Directions
- A) Rewrite the paragraph of the Sioux Falls railroad excerpt that begins "Sioux Falls was once served" as a short bulleted list that keeps its main facts.
- B) Reproduce the passage of the Sioux Falls railroad excerpt starting with "The vast majority" and going on through "summer of 1988.", with "trestle" swapped for "bridge".
- C) Answer these questions from the Sioux Falls railroad excerpt:
(i) From which town did the first railroad to reach Sioux Falls come?
(ii) Which packing plant supplied the reefers that made up most of the IC's business from 1909 until 1969?
(iii) During which summer did the writer work for the Buffalo Ridge RR?

Text segment
>>>>
GPS Coordinates: as needed
Phone A/C: 605
Access by train/transit:
Excerpts from the Trains Magazine blog:
Sioux Falls was once served by five different railroads: 1) the Chicago & Northwestern,
2) the Great Northern, 3) the Illinois Central, 4) the Milwaukee Road, and
5) the Rock Island. The Rock Island abandoned their operations here in
the early 1950's. The Illinois Central abandoned operations here about 1972
or shortly thereafter. The Chicago and Northwestern pulled out of Sioux Falls for the last time in 1988,
and the Milwaukee Road abandoned their operations here a year later.
A little additional history on the railroads in Sioux Falls. As already stated, Sioux
Falls was served by five railroads up until the early 1970's. The first to arrive was a
predecessor of the Omaha (CNW) from Worthington (Org) MN. The first to leave was the
Rock Island in 1972 when a bridge washed out by Lester IA on their branch from Ellsworth MN to Sioux Falls.
The last train to run east out of SF on the Illinois Central was in the summer of 1981.
The vast majority of the IC's business from 1909 until 1969 were reefers full of swinging
meat from the John Morrell packing plant. IC's branch ran from Cherokee IA to Sioux Falls
thru my home town of Hills MN. I believe the MILW stopped running thru town around 1982.
They operated on a branch from Canton SD to Egan SD. Up until the 1930's the MILW had a
branch off the Egan line at Renner SD that ran northwest to Madison SD. The Omaha
pulled out last. At one time the Omaha continued west from Sioux Falls to
Mitchell. That branch was abandoned around 1977. The Illinois Central was abandoned
after heavy rains washed out the trestle over the Big Sioux River. They said in the paper
it wasn't worth building a new one, so the rails were pulled back all the way to Cherokee.
I worked for the Buffalo Ridge RR on the former Omaha line into SF during the summer of 1988.
<<<<
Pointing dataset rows
>>>>
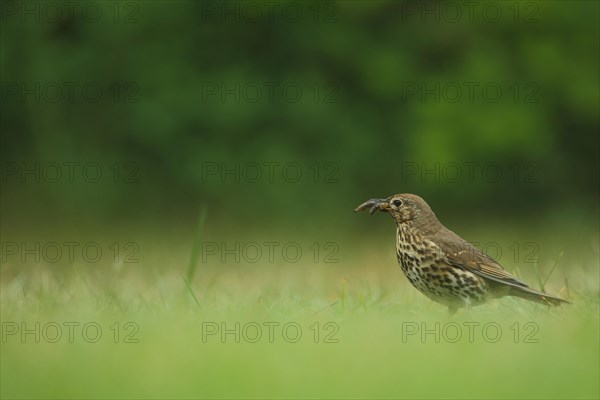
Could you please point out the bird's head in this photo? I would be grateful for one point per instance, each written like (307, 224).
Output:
(402, 207)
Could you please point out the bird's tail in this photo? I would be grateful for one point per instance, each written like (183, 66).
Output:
(539, 297)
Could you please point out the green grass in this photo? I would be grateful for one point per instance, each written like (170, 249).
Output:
(366, 314)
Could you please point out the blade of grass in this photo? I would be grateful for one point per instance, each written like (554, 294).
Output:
(196, 246)
(189, 288)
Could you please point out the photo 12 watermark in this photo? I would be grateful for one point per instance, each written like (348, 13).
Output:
(69, 92)
(470, 12)
(471, 172)
(53, 252)
(469, 92)
(269, 172)
(270, 252)
(270, 12)
(69, 332)
(69, 12)
(272, 92)
(469, 332)
(71, 172)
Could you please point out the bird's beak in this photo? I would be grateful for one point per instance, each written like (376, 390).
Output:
(374, 205)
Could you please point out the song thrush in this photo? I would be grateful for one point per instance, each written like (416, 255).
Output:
(442, 265)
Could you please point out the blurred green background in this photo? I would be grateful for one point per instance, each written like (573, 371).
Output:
(121, 121)
(387, 90)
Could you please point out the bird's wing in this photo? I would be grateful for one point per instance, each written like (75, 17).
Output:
(462, 254)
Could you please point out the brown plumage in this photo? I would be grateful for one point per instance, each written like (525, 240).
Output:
(441, 264)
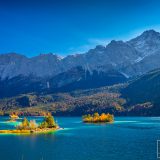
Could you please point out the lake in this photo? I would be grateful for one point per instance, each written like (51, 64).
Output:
(129, 138)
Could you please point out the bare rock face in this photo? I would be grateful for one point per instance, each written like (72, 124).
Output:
(131, 58)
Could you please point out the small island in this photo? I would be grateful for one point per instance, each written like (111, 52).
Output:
(47, 125)
(96, 118)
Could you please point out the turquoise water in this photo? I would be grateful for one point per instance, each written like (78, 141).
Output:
(129, 138)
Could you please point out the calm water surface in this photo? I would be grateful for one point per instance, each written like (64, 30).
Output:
(129, 138)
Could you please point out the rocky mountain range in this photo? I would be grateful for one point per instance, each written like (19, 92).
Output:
(102, 64)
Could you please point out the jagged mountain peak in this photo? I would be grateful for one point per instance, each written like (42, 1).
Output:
(147, 43)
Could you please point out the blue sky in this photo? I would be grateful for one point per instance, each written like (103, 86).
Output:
(72, 26)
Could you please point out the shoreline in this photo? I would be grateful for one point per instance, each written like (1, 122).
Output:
(25, 131)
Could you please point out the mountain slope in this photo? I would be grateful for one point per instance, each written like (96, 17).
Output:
(144, 89)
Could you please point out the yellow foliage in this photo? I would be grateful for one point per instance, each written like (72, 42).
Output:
(96, 118)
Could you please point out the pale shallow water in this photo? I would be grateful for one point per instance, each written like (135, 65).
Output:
(129, 138)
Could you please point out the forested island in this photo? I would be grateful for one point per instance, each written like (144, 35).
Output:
(47, 125)
(96, 118)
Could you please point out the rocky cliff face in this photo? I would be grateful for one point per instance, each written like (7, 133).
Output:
(126, 59)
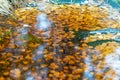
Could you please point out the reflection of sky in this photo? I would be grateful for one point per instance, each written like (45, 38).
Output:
(111, 2)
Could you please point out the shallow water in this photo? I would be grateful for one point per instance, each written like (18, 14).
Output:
(61, 42)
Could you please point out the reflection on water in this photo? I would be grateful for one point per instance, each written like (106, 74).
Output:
(46, 46)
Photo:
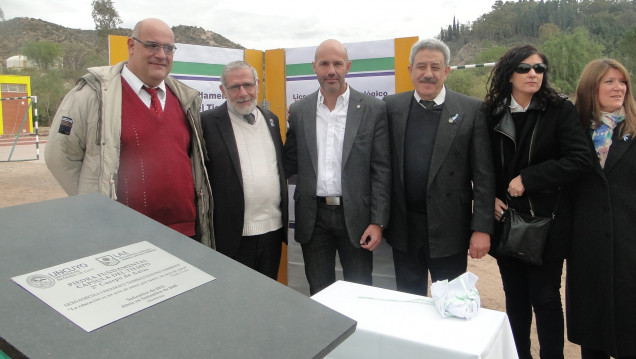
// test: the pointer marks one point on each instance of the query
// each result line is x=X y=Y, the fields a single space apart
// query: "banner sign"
x=200 y=67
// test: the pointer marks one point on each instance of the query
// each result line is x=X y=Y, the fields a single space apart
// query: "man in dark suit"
x=338 y=144
x=442 y=193
x=246 y=172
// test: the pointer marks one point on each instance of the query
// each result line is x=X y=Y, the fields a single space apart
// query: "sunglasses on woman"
x=524 y=68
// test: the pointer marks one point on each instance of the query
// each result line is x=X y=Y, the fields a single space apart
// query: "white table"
x=393 y=325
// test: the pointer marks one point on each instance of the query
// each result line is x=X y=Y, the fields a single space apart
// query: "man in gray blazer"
x=338 y=145
x=245 y=167
x=442 y=195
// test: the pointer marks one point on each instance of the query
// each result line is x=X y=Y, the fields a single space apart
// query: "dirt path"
x=30 y=181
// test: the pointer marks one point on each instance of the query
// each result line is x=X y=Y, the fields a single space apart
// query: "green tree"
x=48 y=87
x=567 y=55
x=548 y=31
x=43 y=53
x=626 y=52
x=105 y=16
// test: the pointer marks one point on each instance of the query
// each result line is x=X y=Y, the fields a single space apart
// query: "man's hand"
x=479 y=245
x=374 y=235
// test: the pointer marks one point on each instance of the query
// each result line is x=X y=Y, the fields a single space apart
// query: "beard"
x=242 y=107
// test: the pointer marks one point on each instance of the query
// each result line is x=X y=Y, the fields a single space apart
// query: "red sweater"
x=155 y=173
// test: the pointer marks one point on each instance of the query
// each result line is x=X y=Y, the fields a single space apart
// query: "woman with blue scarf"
x=601 y=269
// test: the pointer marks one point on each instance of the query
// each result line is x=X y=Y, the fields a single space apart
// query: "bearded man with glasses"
x=245 y=165
x=133 y=133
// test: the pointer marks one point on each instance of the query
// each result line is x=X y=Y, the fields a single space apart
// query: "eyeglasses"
x=524 y=68
x=248 y=86
x=154 y=47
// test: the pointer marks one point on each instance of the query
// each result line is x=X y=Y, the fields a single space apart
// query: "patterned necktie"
x=155 y=105
x=250 y=118
x=427 y=104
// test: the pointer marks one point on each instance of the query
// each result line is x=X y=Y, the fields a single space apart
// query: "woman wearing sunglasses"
x=539 y=148
x=601 y=290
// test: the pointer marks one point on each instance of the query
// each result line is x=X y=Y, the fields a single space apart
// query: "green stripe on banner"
x=195 y=68
x=362 y=65
x=299 y=69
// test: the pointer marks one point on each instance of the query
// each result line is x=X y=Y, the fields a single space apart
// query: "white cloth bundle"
x=457 y=298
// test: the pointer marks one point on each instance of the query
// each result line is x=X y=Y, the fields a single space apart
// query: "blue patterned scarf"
x=602 y=134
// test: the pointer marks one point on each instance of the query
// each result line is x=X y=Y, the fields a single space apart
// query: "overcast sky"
x=272 y=24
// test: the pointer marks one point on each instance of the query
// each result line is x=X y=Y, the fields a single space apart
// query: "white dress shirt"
x=330 y=128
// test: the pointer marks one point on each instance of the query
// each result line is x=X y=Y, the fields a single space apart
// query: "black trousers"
x=330 y=235
x=597 y=354
x=412 y=267
x=262 y=252
x=529 y=287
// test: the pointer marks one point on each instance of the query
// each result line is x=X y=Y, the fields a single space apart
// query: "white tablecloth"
x=395 y=325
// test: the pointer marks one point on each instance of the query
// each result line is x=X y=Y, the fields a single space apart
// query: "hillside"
x=17 y=32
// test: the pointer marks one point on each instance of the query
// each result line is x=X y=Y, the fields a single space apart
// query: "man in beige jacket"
x=133 y=133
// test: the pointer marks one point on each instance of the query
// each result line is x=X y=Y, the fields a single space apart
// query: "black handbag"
x=524 y=235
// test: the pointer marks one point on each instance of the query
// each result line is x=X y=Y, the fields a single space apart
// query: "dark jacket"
x=558 y=155
x=460 y=192
x=601 y=290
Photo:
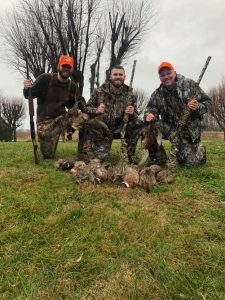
<<<<
Results of the tasks
- A)
- Five railroads once served Sioux Falls: the Chicago & Northwestern, the Great Northern, the Illinois Central, the Milwaukee Road, and the Rock Island.
- The Rock Island left in the early 1950's.
- The Illinois Central left about 1972 or shortly after.
- The Chicago and Northwestern pulled out for the last time in 1988.
- The Milwaukee Road left a year later.

- B)
The vast majority of the IC's business from 1909 until 1969 were reefers full of swinging
meat from the John Morrell packing plant. IC's branch ran from Cherokee IA to Sioux Falls
thru my home town of Hills MN. I believe the MILW stopped running thru town around 1982.
They operated on a branch from Canton SD to Egan SD. Up until the 1930's the MILW had a
branch off the Egan line at Renner SD that ran northwest to Madison SD. The Omaha
pulled out last. At one time the Omaha continued west from Sioux Falls to
Mitchell. That branch was abandoned around 1977. The Illinois Central was abandoned
after heavy rains washed out the bridge over the Big Sioux River. They said in the paper
it wasn't worth building a new one, so the rails were pulled back all the way to Cherokee.
I worked for the Buffalo Ridge RR on the former Omaha line into SF during the summer of 1988.

- C)
(i) Worthington (Org) MN
(ii) The John Morrell packing plant
(iii) The summer of 1988